> PAGE EXCERPT:

Von Diaz is a native of Puerto Rico and spent most of her life in Atlanta, GA. Von is a graduate of Agnes Scott College, where she earned a B.A. in Women’s Studies and focused her research on women in Latin America and the developing world. She has worked in community advocacy and communications for a variety of nonprofit organizations focused on women and children. She now holds a dual M.A. in journalism and Latin American and Caribbean studies at New York University.

Juan Víctor Fajardo

Juan is a journalist and photographer from Caracas, Venezuela. He holds a B.A. in philosophy and Latin American studies from Swarthmore College.  Juan Víctor holds an M.A. from New York University’s Arthur L. Carter Journalism Institute and the Center for Latin American and Caribbean Studies. He has worked in Ecuador, France, Cuba, Mexico, Vietnam, the Unites States and his native Venezuela. To see some of his photographic work, go to www.juanvictorfajardo.com

Jason Farbman

Jason Farbman is a Foreign Language/Area Studies Fellow at the Center for Latin American and Caribbean Studies at New York University, where he is comparing class consciousness amongst workers in factory occupations in Argentina and the United States during times of economic crisis. A former Green Party candidate for State Representative in Chicago, Jason has since been an organizer for LGBT rights and in the anti-war movement in Seattle, both in civilian movements and as a close supporter of Iraq Veterans Against the War. Themes of struggle and community are featured in the music he writes and performs under the name Applekicker.

Nikolas Kozloff

Nikolas Kozloff is a New York-based writer specializing in political and environmental topics. A former academic, he received his doctorate in Latin American history from Oxford University in 2002. Prior to writing his first book, he worked as a Senior Research Fellow at the Washington, D.C.-based Council on Hemispheric Affairs, where he conducted research papers on Venezuela. He has provided political analysis on Latin America for such media outlets as BBC, WNYC’s Brian Lehrer, C-SPAN Washington Journal, and even put in a guest appearance on the Daily Show with Jon Stewart. Though he writes frequently on Latin America for such online publications as the Huffington Post, in more recent years he has focused increasingly on environmental topics.

> PROVIDED DATA:
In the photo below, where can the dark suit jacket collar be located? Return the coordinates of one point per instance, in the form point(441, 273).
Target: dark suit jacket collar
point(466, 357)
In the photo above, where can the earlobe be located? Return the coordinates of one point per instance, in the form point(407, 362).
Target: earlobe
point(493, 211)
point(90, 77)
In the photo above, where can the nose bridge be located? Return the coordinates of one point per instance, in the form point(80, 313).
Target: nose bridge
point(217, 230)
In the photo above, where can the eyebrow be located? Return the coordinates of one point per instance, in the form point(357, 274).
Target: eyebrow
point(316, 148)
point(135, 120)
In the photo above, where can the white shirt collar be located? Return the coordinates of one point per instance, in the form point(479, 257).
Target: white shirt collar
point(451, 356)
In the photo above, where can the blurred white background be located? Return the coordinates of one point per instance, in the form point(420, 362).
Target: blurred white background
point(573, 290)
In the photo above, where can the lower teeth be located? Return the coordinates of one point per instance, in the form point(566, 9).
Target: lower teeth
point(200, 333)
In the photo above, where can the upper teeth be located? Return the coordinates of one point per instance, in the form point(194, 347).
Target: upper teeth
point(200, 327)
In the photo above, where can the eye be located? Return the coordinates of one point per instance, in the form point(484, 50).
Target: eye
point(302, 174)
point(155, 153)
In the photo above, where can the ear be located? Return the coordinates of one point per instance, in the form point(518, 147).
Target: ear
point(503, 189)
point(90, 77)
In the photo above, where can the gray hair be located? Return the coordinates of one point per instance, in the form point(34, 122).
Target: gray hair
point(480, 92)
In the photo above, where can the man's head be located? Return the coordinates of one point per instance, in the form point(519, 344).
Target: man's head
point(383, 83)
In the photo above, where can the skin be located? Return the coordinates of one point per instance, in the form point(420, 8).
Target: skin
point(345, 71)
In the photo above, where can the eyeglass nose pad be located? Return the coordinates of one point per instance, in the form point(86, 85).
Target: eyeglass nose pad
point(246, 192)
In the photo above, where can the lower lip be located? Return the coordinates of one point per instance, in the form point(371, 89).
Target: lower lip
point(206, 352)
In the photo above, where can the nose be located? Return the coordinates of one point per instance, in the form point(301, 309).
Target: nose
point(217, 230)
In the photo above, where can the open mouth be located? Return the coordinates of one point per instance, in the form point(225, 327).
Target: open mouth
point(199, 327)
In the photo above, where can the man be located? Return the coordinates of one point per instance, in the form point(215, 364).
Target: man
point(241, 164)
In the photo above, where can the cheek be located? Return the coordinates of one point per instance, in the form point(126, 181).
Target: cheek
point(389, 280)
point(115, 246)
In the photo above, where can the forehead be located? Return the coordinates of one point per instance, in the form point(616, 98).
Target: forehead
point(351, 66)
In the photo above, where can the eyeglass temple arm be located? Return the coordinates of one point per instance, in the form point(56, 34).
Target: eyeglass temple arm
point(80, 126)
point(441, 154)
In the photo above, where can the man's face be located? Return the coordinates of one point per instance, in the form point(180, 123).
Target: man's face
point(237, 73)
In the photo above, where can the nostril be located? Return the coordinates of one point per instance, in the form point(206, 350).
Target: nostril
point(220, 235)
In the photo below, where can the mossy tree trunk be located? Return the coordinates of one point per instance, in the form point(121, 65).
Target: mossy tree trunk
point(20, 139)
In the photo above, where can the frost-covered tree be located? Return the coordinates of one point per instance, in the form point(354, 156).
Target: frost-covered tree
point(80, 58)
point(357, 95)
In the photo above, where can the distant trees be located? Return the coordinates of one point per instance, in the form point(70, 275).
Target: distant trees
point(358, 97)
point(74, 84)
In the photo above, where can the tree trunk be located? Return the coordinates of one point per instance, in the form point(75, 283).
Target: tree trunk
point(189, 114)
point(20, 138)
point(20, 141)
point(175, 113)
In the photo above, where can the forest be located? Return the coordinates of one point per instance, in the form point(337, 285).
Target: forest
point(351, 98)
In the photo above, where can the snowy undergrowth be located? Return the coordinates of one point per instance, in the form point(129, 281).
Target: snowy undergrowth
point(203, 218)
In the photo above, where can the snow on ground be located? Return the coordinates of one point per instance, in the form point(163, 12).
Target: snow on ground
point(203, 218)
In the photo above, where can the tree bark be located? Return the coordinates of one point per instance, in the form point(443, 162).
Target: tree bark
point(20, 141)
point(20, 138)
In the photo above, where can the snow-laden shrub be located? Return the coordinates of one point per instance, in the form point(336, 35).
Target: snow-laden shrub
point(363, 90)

> WHAT IS NEEDED: Can you transcribe the contributor bios between "Nikolas Kozloff is" and "on environmental topics.", inclusive? None of the entries are needed here.

> SOLUTION:
Nikolas Kozloff is a New York-based writer specializing in political and environmental topics. A former academic, he received his doctorate in Latin American history from Oxford University in 2002. Prior to writing his first book, he worked as a Senior Research Fellow at the Washington, D.C.-based Council on Hemispheric Affairs, where he conducted research papers on Venezuela. He has provided political analysis on Latin America for such media outlets as BBC, WNYC’s Brian Lehrer, C-SPAN Washington Journal, and even put in a guest appearance on the Daily Show with Jon Stewart. Though he writes frequently on Latin America for such online publications as the Huffington Post, in more recent years he has focused increasingly on environmental topics.